Source records
.....
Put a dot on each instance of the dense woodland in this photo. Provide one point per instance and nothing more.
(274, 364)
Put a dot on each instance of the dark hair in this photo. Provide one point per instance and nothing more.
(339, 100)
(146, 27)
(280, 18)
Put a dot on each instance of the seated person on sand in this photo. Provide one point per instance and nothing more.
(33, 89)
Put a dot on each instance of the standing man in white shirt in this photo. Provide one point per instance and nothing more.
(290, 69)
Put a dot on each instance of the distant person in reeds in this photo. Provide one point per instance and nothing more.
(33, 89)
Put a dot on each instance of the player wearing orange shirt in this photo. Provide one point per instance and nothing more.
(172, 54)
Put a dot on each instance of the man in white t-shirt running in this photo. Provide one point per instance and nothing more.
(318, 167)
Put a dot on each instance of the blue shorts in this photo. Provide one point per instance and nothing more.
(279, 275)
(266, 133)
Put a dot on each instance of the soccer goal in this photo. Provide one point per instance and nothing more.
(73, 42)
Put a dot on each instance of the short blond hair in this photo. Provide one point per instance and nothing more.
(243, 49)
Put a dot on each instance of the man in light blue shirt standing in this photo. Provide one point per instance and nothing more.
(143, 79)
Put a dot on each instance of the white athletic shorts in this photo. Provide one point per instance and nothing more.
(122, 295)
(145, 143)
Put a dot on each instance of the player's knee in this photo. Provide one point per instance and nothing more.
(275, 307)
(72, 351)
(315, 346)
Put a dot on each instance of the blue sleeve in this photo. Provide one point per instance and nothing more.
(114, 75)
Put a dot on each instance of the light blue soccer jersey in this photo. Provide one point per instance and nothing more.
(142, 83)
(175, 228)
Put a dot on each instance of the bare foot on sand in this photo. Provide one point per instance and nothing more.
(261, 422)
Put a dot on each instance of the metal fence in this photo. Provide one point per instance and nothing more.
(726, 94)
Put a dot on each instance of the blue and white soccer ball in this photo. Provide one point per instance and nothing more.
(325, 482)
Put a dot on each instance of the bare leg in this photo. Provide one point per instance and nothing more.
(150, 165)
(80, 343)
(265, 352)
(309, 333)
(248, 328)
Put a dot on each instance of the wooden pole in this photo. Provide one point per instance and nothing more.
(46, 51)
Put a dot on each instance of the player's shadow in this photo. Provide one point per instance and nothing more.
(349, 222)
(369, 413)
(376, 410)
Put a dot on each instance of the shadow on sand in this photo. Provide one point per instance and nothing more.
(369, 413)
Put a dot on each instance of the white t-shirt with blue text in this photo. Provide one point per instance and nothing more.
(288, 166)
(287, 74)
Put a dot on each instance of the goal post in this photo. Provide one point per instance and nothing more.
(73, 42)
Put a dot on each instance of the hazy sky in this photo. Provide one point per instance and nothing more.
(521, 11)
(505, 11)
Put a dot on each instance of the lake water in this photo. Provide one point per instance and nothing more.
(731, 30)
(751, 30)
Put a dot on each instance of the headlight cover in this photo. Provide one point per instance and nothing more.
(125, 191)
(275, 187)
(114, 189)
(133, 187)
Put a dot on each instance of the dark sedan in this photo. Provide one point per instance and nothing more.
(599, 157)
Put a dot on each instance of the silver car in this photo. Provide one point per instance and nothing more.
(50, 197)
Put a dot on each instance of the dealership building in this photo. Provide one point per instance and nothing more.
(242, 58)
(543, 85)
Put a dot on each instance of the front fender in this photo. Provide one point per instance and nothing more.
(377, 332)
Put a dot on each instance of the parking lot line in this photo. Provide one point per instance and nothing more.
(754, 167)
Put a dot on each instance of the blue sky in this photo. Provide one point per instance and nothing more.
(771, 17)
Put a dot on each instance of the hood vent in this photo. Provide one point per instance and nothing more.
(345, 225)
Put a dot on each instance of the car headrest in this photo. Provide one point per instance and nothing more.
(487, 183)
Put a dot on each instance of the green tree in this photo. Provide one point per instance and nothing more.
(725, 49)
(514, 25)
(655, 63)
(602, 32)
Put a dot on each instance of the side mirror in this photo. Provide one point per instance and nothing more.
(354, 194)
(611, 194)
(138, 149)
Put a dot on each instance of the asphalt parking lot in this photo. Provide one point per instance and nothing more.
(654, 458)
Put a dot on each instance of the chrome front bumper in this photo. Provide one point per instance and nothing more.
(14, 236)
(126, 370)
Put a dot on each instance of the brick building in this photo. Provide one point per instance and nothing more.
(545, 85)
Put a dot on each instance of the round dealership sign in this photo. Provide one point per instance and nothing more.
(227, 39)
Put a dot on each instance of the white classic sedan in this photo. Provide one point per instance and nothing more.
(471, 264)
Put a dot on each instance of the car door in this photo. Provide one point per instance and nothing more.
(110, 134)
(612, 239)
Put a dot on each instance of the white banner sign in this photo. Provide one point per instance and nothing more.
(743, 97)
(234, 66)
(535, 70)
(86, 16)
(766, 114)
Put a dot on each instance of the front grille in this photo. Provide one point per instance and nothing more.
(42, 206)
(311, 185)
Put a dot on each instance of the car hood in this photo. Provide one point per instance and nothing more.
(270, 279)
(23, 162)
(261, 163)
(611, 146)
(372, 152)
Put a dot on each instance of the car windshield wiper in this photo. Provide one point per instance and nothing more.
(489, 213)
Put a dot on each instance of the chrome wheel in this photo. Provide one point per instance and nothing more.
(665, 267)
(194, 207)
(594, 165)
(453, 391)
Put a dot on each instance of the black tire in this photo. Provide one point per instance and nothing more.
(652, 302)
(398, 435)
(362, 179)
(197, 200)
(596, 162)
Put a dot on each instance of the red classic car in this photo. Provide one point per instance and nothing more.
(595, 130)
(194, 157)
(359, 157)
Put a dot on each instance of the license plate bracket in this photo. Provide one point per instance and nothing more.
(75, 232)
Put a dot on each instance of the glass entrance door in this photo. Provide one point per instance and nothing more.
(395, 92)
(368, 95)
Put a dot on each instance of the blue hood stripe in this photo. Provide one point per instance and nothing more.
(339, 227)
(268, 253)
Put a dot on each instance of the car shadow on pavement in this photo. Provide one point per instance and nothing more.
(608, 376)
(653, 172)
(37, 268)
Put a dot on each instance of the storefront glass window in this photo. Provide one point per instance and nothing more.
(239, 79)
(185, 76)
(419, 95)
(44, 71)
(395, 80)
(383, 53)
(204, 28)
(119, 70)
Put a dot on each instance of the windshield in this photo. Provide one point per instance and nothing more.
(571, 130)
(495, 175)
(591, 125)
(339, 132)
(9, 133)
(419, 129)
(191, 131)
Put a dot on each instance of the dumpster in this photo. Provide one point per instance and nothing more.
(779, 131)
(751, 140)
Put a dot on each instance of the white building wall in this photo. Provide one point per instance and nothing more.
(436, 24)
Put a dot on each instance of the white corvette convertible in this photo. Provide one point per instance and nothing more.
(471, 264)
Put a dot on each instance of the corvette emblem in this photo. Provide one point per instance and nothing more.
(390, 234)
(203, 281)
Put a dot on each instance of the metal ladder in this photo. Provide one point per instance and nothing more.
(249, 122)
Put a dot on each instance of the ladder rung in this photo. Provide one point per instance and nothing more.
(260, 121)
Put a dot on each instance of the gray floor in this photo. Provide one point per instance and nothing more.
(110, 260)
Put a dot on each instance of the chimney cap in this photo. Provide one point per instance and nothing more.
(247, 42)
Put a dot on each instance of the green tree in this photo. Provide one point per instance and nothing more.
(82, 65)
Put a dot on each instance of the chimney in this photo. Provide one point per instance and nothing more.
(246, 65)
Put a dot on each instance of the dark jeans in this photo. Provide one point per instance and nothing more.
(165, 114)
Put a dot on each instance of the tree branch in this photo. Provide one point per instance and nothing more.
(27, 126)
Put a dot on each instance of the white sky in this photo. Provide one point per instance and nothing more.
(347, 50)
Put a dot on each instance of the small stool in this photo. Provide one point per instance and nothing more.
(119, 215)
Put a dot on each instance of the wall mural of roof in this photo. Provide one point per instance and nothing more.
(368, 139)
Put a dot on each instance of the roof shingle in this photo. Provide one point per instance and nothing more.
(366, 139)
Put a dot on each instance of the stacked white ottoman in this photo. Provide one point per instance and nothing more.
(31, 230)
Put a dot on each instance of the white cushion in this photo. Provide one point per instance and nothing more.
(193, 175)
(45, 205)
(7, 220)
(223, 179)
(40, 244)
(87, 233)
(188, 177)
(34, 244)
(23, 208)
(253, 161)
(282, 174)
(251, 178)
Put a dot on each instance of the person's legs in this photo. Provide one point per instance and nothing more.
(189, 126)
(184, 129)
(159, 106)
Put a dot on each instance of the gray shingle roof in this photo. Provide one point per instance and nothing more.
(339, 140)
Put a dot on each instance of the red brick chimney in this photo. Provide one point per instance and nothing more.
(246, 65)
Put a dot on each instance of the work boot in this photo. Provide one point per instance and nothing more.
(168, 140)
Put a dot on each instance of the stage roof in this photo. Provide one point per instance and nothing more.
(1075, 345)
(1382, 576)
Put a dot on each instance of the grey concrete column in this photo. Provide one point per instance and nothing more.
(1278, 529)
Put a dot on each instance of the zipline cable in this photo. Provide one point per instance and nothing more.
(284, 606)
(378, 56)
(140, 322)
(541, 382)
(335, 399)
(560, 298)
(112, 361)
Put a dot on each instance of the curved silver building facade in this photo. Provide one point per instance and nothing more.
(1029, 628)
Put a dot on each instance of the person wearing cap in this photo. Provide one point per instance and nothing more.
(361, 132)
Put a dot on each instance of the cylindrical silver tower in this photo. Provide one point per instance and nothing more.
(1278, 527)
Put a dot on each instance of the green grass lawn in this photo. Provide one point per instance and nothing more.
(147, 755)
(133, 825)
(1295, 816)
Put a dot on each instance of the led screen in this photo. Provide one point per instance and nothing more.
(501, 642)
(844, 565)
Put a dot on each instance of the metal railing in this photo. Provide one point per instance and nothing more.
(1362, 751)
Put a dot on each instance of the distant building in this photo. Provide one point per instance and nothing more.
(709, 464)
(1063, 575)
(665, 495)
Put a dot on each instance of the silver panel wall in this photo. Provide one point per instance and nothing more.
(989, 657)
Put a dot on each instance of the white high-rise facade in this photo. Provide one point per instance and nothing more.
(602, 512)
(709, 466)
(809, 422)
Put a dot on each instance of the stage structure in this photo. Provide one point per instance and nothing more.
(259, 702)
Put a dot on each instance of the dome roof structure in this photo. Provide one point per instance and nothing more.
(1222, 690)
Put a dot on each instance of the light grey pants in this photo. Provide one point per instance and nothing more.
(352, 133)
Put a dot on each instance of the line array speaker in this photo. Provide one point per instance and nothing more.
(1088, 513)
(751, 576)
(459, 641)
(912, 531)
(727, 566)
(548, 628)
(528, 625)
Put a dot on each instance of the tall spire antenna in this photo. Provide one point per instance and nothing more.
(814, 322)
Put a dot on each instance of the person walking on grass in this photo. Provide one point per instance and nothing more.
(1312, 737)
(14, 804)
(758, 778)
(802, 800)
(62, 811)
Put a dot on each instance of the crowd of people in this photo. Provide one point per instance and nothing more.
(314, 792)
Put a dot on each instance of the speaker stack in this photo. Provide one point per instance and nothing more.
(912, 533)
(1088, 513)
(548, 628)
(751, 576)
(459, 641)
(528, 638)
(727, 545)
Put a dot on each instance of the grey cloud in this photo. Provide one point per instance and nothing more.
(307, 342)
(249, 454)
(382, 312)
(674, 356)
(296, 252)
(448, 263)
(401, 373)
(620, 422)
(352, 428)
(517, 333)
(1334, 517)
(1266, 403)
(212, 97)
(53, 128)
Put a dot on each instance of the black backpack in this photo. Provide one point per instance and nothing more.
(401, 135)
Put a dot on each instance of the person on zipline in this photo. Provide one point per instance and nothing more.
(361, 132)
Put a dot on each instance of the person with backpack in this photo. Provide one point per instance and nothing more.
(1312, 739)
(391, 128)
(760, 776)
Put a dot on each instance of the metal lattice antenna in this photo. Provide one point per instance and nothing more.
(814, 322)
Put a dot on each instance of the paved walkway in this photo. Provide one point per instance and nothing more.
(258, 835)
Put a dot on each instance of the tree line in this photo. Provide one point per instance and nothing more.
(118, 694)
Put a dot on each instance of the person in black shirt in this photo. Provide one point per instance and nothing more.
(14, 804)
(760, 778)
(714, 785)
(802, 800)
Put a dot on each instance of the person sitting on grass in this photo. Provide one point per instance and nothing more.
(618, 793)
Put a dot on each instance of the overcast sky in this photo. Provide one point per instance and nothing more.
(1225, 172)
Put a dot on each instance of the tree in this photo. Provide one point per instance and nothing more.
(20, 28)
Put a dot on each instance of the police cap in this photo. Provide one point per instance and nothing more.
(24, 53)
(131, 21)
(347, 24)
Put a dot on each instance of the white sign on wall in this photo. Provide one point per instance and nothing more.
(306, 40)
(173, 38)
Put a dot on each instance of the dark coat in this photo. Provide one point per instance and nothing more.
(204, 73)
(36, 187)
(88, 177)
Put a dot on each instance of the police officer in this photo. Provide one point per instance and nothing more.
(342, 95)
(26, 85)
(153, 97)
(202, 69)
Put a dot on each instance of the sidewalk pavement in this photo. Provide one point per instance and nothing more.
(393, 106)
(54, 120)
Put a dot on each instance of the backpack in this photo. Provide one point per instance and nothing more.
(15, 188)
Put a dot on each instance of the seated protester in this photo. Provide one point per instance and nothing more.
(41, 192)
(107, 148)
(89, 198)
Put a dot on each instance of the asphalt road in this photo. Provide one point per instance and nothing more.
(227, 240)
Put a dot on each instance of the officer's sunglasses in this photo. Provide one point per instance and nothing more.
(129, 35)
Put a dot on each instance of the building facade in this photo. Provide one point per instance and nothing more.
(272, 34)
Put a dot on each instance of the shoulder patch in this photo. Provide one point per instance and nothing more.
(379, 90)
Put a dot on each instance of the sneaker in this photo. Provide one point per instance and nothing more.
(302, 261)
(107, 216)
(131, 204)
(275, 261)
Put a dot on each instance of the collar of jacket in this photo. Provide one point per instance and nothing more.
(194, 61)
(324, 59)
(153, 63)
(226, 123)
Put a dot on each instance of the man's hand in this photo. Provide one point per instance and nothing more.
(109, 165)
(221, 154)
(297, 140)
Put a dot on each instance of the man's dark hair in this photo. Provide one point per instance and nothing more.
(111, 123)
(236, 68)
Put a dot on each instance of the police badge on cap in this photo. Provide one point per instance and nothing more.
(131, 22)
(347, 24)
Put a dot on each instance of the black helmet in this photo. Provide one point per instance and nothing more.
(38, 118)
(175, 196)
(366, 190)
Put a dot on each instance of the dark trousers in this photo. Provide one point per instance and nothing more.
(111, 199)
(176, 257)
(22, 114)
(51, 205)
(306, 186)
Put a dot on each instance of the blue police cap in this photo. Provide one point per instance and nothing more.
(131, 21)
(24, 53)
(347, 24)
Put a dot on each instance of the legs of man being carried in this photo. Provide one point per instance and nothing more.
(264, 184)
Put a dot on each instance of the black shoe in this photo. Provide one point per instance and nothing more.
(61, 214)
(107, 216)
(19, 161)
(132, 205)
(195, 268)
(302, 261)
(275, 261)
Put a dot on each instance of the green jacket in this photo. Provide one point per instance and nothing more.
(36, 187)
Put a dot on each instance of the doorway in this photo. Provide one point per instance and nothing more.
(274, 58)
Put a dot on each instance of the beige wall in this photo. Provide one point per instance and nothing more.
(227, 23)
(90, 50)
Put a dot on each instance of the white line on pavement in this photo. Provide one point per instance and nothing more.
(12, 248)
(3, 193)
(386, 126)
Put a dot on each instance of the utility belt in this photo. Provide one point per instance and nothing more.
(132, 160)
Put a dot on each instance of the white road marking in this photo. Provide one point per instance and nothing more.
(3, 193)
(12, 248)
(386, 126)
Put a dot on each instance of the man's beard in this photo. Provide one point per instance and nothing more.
.....
AIM OF THE TASK ▸ Everything from the line with "Put a dot on each instance of the police badge" to the end of the listing above needs to be duplicated exactly, both end lines included, with nothing more.

FINAL RESULT ▸
Put a dot on each instance of the police badge on cap in this photo. Provide one point per instance and nothing more.
(131, 22)
(347, 24)
Put a dot on each instance of the black helmet in this photo. Provide one point per instance and nothing more.
(38, 118)
(175, 196)
(366, 190)
Put a dot on each instance of the dark trousers in this photo. Provide one point per instance and nothing more.
(111, 199)
(176, 257)
(22, 114)
(51, 205)
(306, 186)
Put a dot on each instance of the blue police cap in this photo. Provide one point per instance and nothing more.
(131, 21)
(24, 53)
(347, 24)
Put a dot on each instance of the legs of man being carried in this photo. Provide one point per instance and nothing more.
(264, 184)
Put a dot on each instance of the black shoe in this photo. Provide one point per instance and nothing more.
(61, 214)
(107, 216)
(19, 161)
(132, 205)
(195, 268)
(302, 261)
(275, 261)
Put a dot on each instance of the green jacket in this photo. Provide one point per instance and nothing more.
(36, 187)
Put a dot on each instance of the doorway in this photo. Provide one point per instance and nothing more.
(274, 58)
Put a dot on each instance of the beige wall in this photo. Provide one point per instance and nothing more.
(227, 23)
(90, 50)
Put a dot on each instance of the white line on pavement in this photo. Provide one point per instance and nothing more.
(12, 248)
(3, 193)
(386, 126)
Put a dot on each instance of the utility belt in this photo. Provide one point per instance and nothing more.
(132, 160)
Put a dot on each instance of the white road marking in this photo. Provide one point per instance and nothing more.
(3, 193)
(12, 248)
(386, 126)
Put a dot on each instance of the man's beard in this photo. Provide one point per instance and nothing more.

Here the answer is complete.